**Records excerpted from a collection**
- - - -
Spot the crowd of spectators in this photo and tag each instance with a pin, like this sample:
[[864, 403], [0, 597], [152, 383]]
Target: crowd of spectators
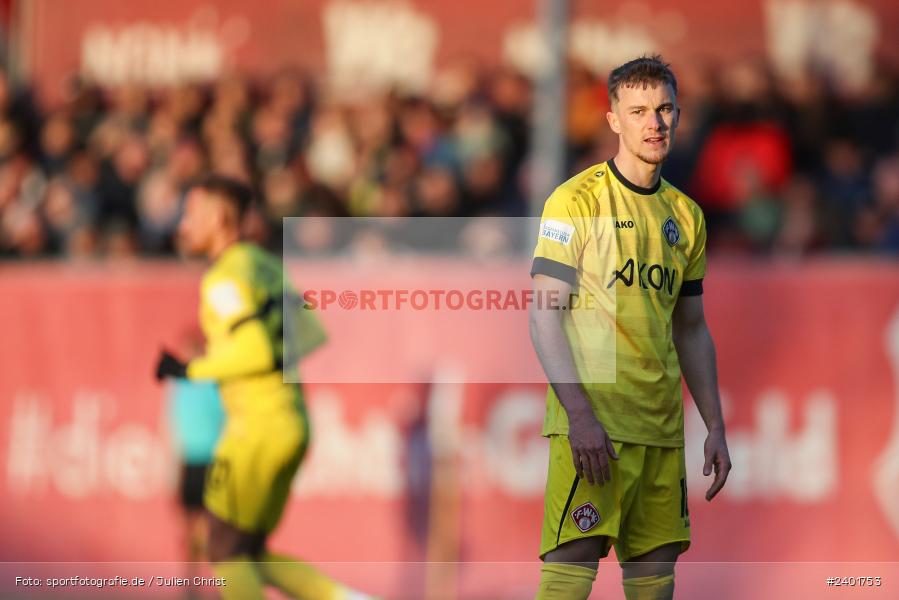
[[780, 166]]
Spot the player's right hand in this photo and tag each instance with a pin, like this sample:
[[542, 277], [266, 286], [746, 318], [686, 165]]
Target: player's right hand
[[591, 448]]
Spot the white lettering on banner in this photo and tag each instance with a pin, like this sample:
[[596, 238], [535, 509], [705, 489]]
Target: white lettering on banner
[[515, 454], [770, 462], [886, 466], [840, 36], [596, 44], [557, 231], [377, 45], [161, 54]]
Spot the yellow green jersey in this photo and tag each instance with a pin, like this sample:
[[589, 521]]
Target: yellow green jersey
[[633, 251], [242, 314]]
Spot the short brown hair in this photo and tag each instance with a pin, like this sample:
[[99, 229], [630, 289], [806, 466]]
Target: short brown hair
[[646, 70], [229, 189]]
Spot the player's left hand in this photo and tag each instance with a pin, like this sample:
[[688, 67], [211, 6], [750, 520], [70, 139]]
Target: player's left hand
[[717, 458], [169, 366]]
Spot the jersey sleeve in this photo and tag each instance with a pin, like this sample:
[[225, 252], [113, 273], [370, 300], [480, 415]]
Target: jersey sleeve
[[695, 271], [563, 232], [237, 343]]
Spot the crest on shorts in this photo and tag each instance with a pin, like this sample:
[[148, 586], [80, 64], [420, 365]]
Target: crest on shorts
[[670, 231], [585, 517]]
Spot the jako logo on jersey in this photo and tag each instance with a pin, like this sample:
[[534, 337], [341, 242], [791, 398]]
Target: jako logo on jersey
[[656, 276], [670, 231], [585, 517], [557, 231]]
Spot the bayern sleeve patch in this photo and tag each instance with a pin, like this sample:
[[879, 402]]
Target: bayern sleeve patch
[[226, 300]]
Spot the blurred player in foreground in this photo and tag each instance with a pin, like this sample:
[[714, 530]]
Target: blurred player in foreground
[[618, 228], [267, 430]]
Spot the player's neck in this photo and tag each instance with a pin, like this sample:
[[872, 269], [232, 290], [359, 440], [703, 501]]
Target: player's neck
[[636, 171], [222, 242]]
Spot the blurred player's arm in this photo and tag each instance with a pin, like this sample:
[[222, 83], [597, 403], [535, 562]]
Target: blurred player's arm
[[696, 353], [590, 444]]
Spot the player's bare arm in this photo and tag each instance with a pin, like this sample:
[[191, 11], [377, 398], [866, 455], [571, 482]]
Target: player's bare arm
[[696, 353], [590, 444]]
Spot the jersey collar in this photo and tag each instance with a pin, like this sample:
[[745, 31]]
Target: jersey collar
[[630, 185]]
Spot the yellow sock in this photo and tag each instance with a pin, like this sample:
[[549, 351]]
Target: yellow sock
[[242, 581], [301, 580], [561, 581], [654, 587]]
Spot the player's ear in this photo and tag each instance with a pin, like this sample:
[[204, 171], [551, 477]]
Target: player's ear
[[614, 122]]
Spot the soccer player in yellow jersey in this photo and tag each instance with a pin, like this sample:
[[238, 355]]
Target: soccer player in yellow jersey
[[242, 312], [617, 473]]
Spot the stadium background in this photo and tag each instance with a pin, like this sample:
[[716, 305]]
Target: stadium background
[[790, 142]]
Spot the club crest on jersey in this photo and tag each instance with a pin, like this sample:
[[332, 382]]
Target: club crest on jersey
[[585, 517], [670, 231]]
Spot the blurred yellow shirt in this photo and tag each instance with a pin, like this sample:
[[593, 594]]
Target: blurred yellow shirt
[[629, 253]]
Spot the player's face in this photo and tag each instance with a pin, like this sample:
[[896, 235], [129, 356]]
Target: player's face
[[200, 221], [645, 120]]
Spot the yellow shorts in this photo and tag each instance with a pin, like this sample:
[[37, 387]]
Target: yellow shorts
[[255, 461], [642, 508]]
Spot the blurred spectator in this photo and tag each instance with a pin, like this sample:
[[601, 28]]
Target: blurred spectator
[[780, 166]]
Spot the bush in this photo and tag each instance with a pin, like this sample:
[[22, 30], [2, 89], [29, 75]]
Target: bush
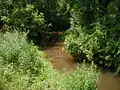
[[22, 66], [98, 40], [83, 78]]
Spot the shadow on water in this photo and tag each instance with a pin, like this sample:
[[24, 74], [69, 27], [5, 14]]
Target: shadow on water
[[64, 62]]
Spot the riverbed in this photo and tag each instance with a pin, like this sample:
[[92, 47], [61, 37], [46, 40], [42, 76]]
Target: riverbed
[[64, 62]]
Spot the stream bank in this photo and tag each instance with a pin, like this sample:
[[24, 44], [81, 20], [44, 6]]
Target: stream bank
[[64, 62]]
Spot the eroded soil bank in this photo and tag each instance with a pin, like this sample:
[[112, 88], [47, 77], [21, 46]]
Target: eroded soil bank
[[64, 62]]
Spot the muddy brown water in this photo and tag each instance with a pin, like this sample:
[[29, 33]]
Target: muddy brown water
[[64, 62]]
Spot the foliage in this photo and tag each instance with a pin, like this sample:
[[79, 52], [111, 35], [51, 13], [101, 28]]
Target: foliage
[[83, 78], [98, 40], [23, 66]]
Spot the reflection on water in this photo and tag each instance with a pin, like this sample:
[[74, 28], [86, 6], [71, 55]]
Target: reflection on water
[[63, 61]]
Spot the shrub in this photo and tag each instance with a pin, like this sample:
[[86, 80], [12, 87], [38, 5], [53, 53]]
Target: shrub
[[83, 78], [22, 66], [98, 40]]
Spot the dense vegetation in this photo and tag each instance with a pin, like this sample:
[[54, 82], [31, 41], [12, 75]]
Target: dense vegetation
[[95, 31], [92, 31], [24, 67]]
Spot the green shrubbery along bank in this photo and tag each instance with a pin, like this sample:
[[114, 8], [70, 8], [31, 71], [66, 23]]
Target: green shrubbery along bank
[[93, 31], [24, 67], [97, 36]]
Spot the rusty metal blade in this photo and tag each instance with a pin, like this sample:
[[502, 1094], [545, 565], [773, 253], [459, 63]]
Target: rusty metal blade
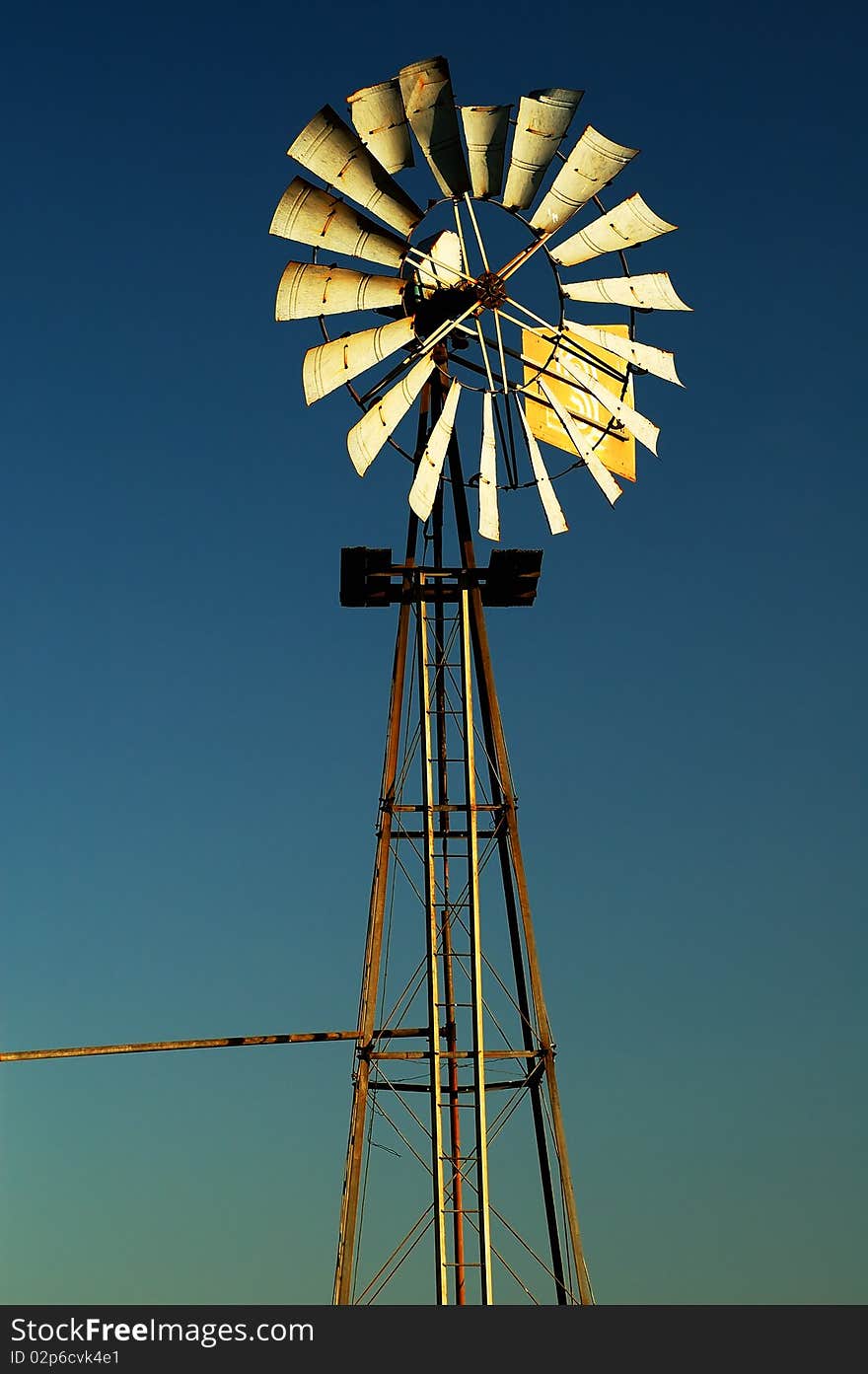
[[598, 470], [639, 425], [426, 88], [332, 151], [329, 366], [489, 518], [622, 227], [381, 119], [485, 133], [592, 164], [308, 215], [551, 506], [430, 466], [647, 292], [657, 360], [542, 119], [445, 262], [309, 289], [378, 425]]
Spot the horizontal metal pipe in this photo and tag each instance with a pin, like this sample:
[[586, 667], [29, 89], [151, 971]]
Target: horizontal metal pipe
[[224, 1043]]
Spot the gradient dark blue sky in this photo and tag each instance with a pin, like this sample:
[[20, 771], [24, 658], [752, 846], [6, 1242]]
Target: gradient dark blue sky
[[192, 727]]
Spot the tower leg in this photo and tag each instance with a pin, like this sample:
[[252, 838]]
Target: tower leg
[[501, 779], [374, 947]]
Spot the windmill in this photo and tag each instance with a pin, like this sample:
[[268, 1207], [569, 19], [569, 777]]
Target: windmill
[[456, 1116]]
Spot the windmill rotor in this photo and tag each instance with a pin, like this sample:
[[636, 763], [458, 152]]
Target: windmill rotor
[[458, 310]]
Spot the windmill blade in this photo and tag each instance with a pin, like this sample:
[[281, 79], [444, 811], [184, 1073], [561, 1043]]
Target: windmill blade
[[485, 133], [622, 227], [551, 506], [657, 360], [592, 164], [308, 215], [444, 262], [598, 470], [308, 289], [637, 425], [427, 474], [430, 108], [489, 520], [542, 119], [332, 151], [647, 292], [381, 119], [328, 366], [380, 422]]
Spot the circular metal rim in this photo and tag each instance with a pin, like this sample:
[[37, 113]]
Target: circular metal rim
[[515, 215]]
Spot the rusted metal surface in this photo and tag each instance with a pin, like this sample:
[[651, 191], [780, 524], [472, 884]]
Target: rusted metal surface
[[486, 128], [542, 119], [551, 506], [622, 227], [639, 425], [332, 151], [475, 957], [309, 215], [592, 164], [381, 121], [489, 518], [431, 957], [601, 474], [329, 366], [308, 289], [382, 418], [443, 262], [647, 292], [657, 360], [427, 475], [445, 834], [223, 1043], [535, 1014], [374, 943], [426, 88]]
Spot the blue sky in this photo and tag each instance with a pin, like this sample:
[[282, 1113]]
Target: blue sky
[[192, 727]]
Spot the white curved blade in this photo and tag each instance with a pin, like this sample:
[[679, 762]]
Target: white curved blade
[[332, 151], [647, 292], [553, 514], [542, 119], [311, 216], [598, 470], [445, 262], [308, 289], [370, 434], [622, 227], [381, 119], [639, 425], [657, 360], [592, 164], [430, 110], [485, 133], [489, 520], [427, 474], [328, 366]]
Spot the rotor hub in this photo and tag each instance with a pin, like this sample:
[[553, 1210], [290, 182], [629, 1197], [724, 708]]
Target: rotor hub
[[490, 290]]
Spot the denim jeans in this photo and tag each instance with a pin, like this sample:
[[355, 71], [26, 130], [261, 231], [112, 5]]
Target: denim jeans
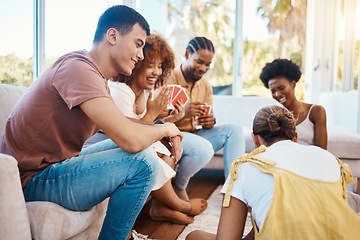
[[227, 136], [100, 171], [199, 148]]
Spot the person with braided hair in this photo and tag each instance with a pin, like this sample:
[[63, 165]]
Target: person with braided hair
[[293, 191], [201, 137]]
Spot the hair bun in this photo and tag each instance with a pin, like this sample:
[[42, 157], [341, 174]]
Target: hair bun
[[274, 123]]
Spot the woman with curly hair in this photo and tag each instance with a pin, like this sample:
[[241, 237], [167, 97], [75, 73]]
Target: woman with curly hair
[[135, 98], [281, 76], [292, 191]]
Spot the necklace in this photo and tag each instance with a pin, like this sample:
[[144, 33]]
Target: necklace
[[297, 117]]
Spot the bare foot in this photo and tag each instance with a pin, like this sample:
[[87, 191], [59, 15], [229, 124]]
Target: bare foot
[[182, 194], [159, 211]]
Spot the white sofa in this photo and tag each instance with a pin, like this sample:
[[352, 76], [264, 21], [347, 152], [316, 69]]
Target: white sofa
[[37, 220], [343, 142]]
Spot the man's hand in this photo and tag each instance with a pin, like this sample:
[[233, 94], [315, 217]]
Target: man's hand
[[206, 120], [194, 109]]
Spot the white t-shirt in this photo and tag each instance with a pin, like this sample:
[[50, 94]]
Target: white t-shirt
[[256, 188], [124, 99]]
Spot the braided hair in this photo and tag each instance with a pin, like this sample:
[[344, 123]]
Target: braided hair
[[274, 122], [198, 43]]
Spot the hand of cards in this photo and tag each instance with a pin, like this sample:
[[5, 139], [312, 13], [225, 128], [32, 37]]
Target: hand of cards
[[177, 93], [207, 111]]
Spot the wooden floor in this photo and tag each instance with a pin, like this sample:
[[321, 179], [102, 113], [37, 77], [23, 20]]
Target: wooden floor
[[201, 185]]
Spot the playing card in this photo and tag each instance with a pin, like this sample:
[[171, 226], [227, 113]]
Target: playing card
[[207, 108], [171, 91], [175, 92], [180, 96]]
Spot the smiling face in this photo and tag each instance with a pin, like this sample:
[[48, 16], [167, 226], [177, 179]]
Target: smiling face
[[147, 77], [128, 49], [198, 63], [282, 90]]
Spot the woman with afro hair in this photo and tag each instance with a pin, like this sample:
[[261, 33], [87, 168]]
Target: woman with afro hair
[[281, 76]]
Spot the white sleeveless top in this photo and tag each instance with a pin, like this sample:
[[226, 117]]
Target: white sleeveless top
[[306, 130]]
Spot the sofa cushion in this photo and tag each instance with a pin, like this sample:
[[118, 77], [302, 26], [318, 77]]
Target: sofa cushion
[[343, 142], [50, 221], [14, 220]]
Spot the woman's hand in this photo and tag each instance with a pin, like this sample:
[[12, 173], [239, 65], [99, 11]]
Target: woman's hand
[[156, 106], [177, 114], [206, 120], [194, 109]]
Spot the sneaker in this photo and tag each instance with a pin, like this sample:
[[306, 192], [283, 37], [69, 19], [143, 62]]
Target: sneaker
[[138, 236]]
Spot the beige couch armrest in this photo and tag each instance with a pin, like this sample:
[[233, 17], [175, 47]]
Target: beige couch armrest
[[14, 220]]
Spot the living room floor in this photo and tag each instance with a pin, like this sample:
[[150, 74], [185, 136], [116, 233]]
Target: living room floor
[[202, 185]]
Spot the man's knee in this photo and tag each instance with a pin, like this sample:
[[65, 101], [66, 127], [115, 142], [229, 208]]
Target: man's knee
[[234, 129], [205, 148], [150, 161]]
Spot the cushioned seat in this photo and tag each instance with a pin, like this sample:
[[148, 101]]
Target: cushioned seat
[[36, 220]]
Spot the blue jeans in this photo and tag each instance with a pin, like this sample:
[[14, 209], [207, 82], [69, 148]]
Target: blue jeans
[[100, 171], [199, 148]]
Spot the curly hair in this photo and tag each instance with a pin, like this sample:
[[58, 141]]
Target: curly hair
[[274, 122], [280, 68], [198, 43], [156, 47]]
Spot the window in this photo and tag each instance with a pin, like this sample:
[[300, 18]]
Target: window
[[16, 42]]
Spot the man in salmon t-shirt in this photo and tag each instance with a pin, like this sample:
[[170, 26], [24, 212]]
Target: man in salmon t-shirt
[[70, 102]]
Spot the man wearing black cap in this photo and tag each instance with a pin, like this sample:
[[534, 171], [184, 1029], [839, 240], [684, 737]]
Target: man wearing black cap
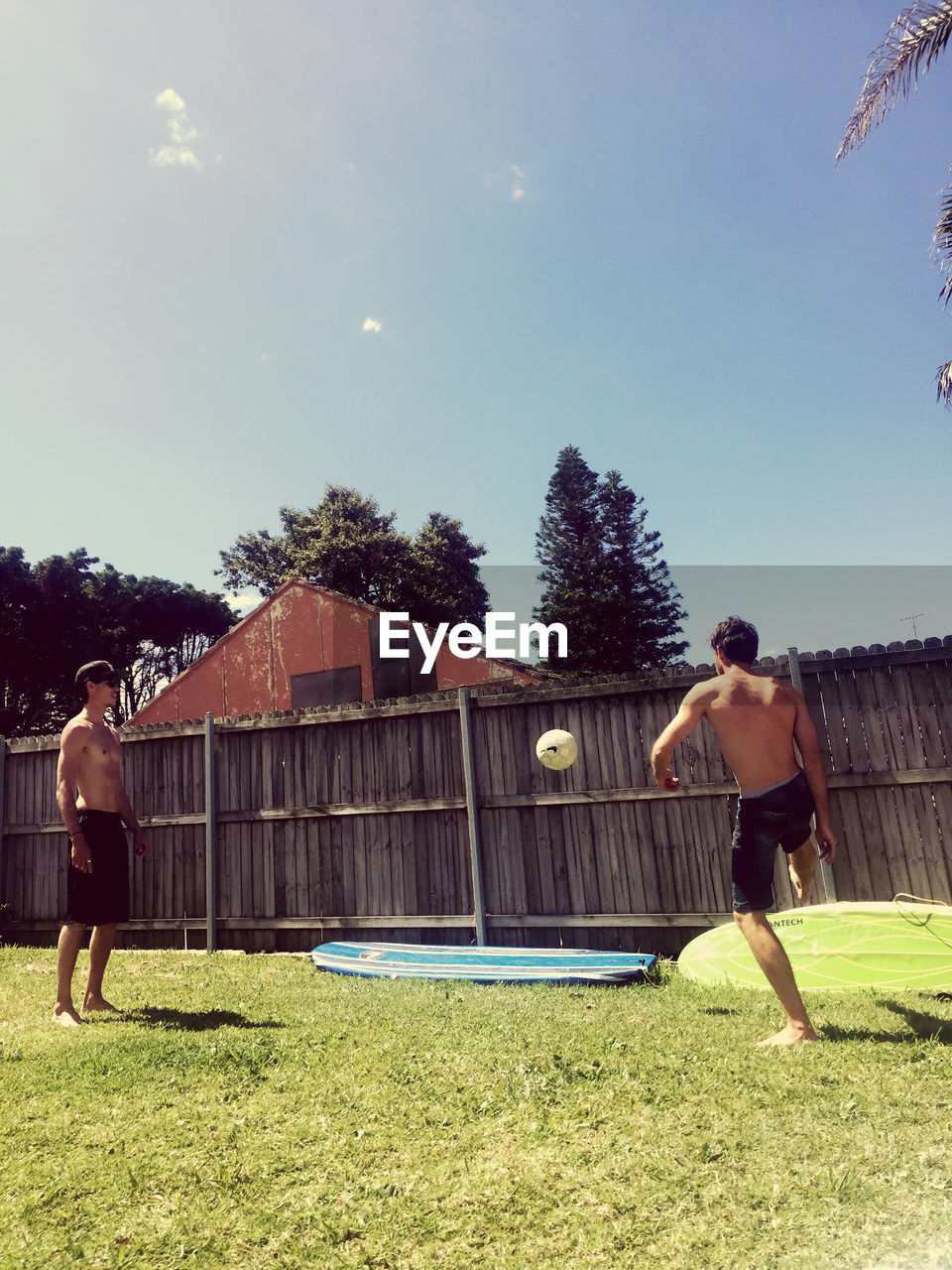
- - - -
**Aim of the exercise**
What is wanted is an exact copy of the lines above from the one containing "[[114, 8], [70, 8], [31, 71], [66, 23]]" through the one containing "[[281, 79], [444, 811], [184, 1073], [561, 1043]]", with no pictures in it.

**Response**
[[114, 8], [70, 8], [31, 71], [66, 23]]
Target: green shrubbery along bank
[[93, 31], [24, 67], [97, 36]]
Spot the rusty metal blade in this photo and tag each instance with a pin, like this sample:
[[502, 1094], [545, 565], [773, 253], [459, 63]]
Target: rusty metal blade
[[598, 470], [639, 425], [426, 88], [332, 151], [329, 366], [489, 518], [622, 227], [381, 119], [485, 133], [592, 164], [308, 215], [551, 506], [430, 466], [647, 292], [657, 360], [542, 119], [445, 262], [309, 289], [378, 425]]
Spot the horizontal metal pipe in this photo and tag each instance with a pin, like this sample:
[[586, 667], [29, 89], [151, 971]]
Target: horizontal metal pipe
[[224, 1043]]
Spot the gradient dark blue sky in this photo and tag each instance with a pin, like this sample:
[[20, 771], [24, 658], [752, 846], [6, 1242]]
Target: gradient dark blue sky
[[192, 727]]
Spot the tower leg in this photo and tag each instance with a pin, like this sample:
[[252, 838]]
Target: tower leg
[[501, 779], [374, 947]]
Spot the windmill in this photo and tag each instance with a pin, like this sample:
[[268, 1207], [569, 19], [569, 777]]
Target: windmill
[[456, 1116]]
Spot the windmill rotor in this photo and tag each instance with a pin, like this sample:
[[636, 763], [458, 152]]
Target: windmill rotor
[[458, 310]]
Spot the windmill blade in this photo and tag each instance with a pin, like this sample:
[[281, 79], [444, 811], [184, 1073], [561, 1043]]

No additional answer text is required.